§ Text to read
- - -
Tour de France 2025: Arensman pips Pogacar and Vingegaard to win stage 19 on La Plagne
Date: 2025-07-25T19:04:13.000Z
Title: Stage 19 report:
Content: Thymen Arensman clinched his second stage win while Tadej Pogacar comfortably defended his GC lead
Luke McLaughlin
Fri 25 Jul 2025 18.31 CEST
First published on Fri 25 Jul 2025 12.30 CEST
6.26pm CEST
18:26
And there you have it. Pogacar keeps his commanding GC lead, Onley looks to have sewn up fourth, which is a remarkable performance over three weeks, and Arensman now has two Tour stage wins to go with his two Vuelta wins from 2022. Jonathan Milan is odds-on to seal the points classification and Florian Lipowitz will be the best young rider.
Pogacar tops the KOM classification with 117pts, Vingegaard is second with 104, Martinez third with 97. Arensman, after today's win, went fourth with 85pts. Thanks for reading and I'll see you soon.
Updated
at 6.31pm CEST
6.25pm CEST
18:25
Pogacar speaks: 'We did a really good job until the last climb. Then some teams, some riders, think they can sprint 19km of the climb. The pace was incredibly high at the start. I was thinking maybe Jonas wanted to win a stage, but then he was just holding on to my wheel.
'Arensman went on a good attack. I decided not to follow, set my rhythm. A defensive rhythm that I feel comfortable with. And yeah, in the end, it was like this. I am just happy it's over, and two more days to Paris.
'I had to pull the whole climb in the end. Of course I came quite tired to the finish line. But also, it was tough, the last three days for me. I'm happy that today is over. We go tomorrow.
'You never know. It's Tour de France. We keep concentrated, and yeah, let's go.'
6.16pm CEST
18:16
1) Milan 352pts
2) Pogacar 272pts
3) Girmay 213pts
4) Vingegaard 182pts
5) Turgis 169pts
6.13pm CEST
18:13
The sprinters have rolled in with five minutes to spare.
Hence, Jonathan Milan is looking very good for the points classification.
Updated
at 6.14pm CEST
6.11pm CEST
18:11
'It's a game,' Gasparotto says of Red Bull-Bora's tactics. 'If you want to win big, you have to risk a little bit, otherwise you don't win big.
'We did a lot of analysis of Lipo's performance [yesterday]. We were quite confident, staying on the wheel of Onley, that Lipo could be superior in the final.'
Updated
at 6.12pm CEST
6.09pm CEST
18:09
Enrico Gasparotto of Red Bull-Bora Hansgrohe speaks to Hannah Walker on TNT Sports and is asked about their tactics:
'I would say it was clear yesterday that Primoz really wanted to win a stage. He knew our team goal was to finish on the podium, but for himself, he badly wanted to win a stage. At the end, this is what he did, he tried yesterday … at the end he missed the opportunity. Today was the last opportunity, he wanted to go flat out from the start. For us, for Lipo, it could work also for him. This is what he did. At the end, it's a tactic we agreed on.'
Updated
at 6.16pm CEST
5.57pm CEST
17:57
Roglic has dropped to eighth in GC, 25min 30sec down on the leader. A spectacular drop after his stage-winning attempts earlier.
- - -
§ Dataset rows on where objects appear
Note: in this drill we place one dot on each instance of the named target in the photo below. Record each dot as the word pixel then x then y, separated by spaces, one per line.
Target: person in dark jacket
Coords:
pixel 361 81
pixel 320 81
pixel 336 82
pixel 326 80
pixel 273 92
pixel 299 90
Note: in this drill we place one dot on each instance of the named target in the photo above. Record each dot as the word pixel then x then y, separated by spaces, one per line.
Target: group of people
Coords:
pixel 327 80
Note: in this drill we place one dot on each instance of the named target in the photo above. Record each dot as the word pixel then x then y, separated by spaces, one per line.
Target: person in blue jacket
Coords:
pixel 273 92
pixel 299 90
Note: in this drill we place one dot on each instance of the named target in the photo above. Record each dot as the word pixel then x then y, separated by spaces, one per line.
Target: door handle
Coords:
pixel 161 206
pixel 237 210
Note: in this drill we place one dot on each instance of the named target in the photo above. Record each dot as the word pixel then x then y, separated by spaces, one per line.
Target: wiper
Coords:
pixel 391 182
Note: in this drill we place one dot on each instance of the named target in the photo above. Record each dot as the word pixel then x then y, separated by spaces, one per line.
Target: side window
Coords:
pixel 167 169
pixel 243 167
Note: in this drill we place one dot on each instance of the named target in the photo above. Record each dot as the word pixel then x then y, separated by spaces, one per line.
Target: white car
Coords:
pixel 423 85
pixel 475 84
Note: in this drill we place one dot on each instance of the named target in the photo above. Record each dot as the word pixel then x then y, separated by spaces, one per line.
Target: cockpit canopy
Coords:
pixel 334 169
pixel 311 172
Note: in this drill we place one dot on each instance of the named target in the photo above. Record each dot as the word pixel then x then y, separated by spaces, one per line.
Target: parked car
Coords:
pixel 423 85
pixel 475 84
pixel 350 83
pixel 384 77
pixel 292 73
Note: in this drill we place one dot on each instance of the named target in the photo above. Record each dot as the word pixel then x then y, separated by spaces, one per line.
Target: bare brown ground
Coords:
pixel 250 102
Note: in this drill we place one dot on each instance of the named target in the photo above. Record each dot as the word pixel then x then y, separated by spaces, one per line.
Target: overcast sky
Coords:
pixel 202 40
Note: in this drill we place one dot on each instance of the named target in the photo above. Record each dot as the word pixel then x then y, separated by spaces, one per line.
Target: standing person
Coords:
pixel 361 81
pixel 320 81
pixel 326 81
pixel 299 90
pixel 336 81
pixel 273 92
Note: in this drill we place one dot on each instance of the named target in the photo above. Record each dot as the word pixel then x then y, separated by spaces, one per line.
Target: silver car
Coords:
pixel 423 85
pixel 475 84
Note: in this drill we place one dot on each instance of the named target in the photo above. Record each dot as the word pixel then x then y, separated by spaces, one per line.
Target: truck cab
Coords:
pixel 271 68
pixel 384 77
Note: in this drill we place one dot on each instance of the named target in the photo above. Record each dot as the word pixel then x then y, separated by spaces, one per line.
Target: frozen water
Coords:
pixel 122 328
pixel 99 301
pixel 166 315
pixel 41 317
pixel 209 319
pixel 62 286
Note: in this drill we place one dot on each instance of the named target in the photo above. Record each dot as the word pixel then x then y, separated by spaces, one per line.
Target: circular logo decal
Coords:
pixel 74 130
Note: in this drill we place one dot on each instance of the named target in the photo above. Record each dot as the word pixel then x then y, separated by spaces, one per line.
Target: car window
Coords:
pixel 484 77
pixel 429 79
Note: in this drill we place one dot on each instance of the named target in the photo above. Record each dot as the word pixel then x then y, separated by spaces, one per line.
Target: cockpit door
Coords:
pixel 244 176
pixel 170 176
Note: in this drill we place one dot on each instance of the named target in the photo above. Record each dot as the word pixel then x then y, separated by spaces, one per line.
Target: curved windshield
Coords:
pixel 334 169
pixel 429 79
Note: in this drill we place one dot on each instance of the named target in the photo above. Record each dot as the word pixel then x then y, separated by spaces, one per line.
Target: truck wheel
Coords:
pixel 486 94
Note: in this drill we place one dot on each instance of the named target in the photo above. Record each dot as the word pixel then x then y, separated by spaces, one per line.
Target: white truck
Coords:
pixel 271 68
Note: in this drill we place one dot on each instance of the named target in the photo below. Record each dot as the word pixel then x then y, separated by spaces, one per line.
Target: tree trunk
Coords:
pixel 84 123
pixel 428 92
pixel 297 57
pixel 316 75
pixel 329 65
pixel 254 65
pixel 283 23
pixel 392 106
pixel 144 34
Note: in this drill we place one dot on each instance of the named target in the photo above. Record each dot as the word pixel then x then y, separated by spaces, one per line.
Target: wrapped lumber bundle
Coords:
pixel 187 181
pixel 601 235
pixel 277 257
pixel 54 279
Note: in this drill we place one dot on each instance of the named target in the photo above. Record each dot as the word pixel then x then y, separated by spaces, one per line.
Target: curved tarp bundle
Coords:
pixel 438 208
- - -
§ Written request
Please write out the stage 19 report from "Pogacar tops the" to "see you soon.", substituting "mountains" for "KOM". Nothing in the rows is needed here.

§ Finished answer
Pogacar tops the mountains classification with 117pts, Vingegaard is second with 104, Martinez third with 97. Arensman, after today's win, went fourth with 85pts. Thanks for reading and I'll see you soon.